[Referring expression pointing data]
___

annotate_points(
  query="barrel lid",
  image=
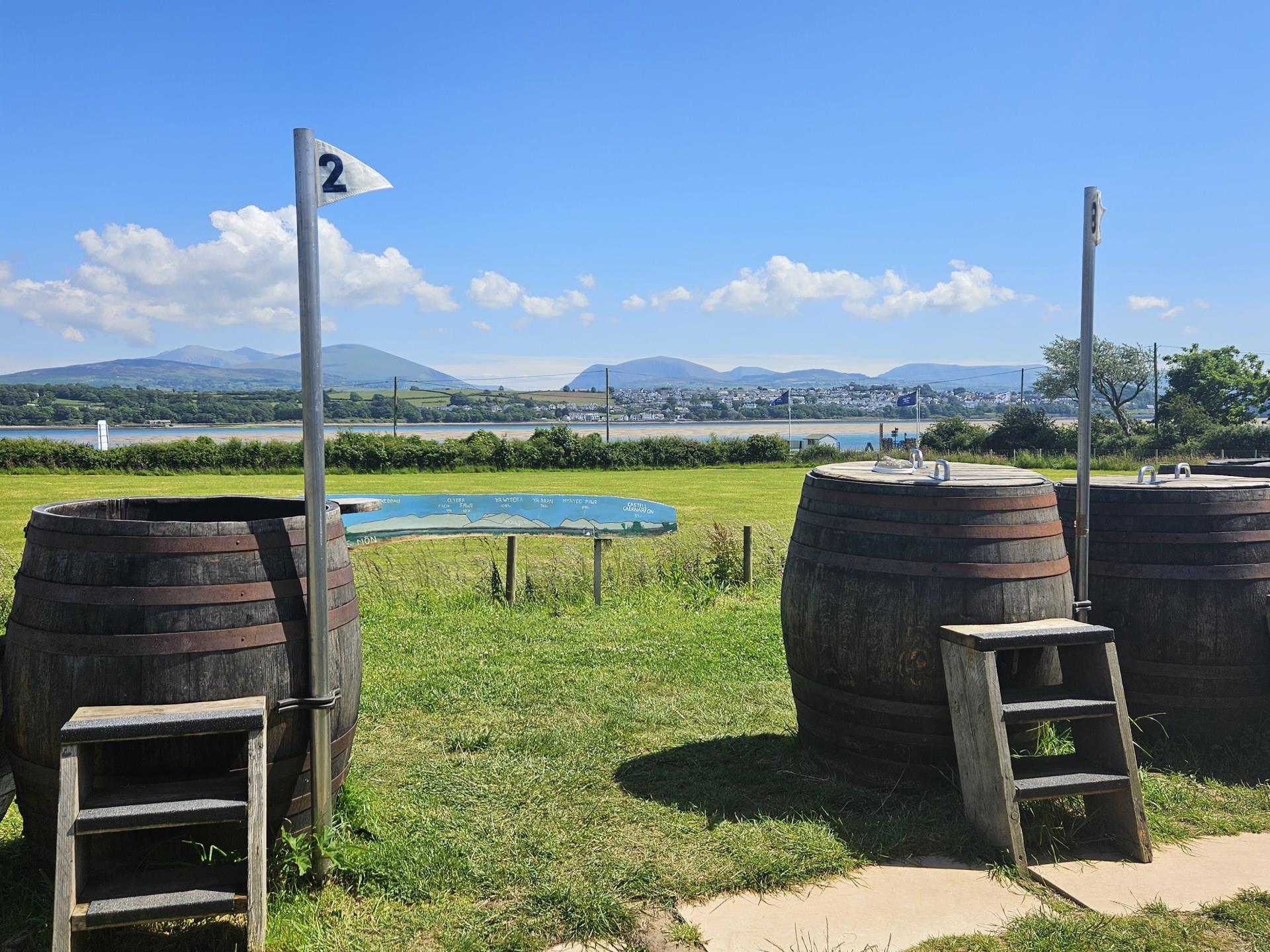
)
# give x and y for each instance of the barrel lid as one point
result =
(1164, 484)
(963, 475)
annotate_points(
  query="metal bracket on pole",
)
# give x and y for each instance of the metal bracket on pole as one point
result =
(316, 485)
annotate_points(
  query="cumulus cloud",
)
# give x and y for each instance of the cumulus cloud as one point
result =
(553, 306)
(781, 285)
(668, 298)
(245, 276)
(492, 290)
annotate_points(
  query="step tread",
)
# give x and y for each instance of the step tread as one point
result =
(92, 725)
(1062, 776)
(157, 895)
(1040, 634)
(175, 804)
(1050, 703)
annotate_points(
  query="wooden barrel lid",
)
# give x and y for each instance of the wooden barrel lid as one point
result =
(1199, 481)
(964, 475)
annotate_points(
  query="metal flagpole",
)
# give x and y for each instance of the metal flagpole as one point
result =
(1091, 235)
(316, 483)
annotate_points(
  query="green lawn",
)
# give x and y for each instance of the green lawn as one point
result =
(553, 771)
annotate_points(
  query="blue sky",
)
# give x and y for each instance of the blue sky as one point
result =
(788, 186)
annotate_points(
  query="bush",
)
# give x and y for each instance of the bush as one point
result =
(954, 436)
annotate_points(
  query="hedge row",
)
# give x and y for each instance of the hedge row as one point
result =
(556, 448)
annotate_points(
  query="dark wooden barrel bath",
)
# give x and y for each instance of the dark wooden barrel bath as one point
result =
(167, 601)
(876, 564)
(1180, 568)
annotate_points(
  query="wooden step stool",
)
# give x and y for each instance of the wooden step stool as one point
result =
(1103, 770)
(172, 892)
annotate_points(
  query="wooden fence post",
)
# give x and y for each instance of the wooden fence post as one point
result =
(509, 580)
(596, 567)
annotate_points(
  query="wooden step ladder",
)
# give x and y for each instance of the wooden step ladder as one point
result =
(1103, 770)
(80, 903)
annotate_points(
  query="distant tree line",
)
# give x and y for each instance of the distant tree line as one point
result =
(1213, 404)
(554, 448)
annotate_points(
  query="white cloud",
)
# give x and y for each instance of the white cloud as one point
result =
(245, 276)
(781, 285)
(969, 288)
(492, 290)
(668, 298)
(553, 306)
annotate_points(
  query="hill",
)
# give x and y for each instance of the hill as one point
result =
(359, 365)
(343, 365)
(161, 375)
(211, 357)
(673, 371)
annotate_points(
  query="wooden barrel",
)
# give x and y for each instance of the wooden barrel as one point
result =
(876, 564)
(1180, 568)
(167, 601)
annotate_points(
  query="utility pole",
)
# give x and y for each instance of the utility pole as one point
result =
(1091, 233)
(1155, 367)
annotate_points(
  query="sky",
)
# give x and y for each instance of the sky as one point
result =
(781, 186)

___

## Instructions for the task:
Give back the records above exactly, limited to the lines between the one holding "# give x and y for each instance of the barrel" and the one holding "# give x and y for each instance of the green", inclusive.

## Solution for this exercise:
# give x and y for each instance of the barrel lid as one point
result =
(1164, 484)
(963, 475)
annotate_points(
  query="metal bracket on pole",
)
# give x and y for each instance of the metal bracket on pole as one point
result =
(316, 485)
annotate_points(
  query="cumulus cloud",
)
# give x and y for each instance of the cumulus cloud as one point
result =
(553, 306)
(781, 285)
(668, 298)
(245, 276)
(492, 290)
annotate_points(
  query="step tread",
)
# give x and y for each instance of the step tread as one point
result =
(92, 725)
(1062, 776)
(157, 895)
(1040, 634)
(175, 804)
(1050, 703)
annotate_points(
  query="wooden barrel lid",
)
# give x and y for each instance of the wooden barrel lid as one point
result =
(1199, 481)
(964, 475)
annotate_points(
  query="metal flagpole",
)
# give x and y for each instance of the metal flagpole as one point
result =
(1091, 235)
(316, 483)
annotate_points(
  query="green lawn",
)
# give x and y for each instance of the green lawn as one point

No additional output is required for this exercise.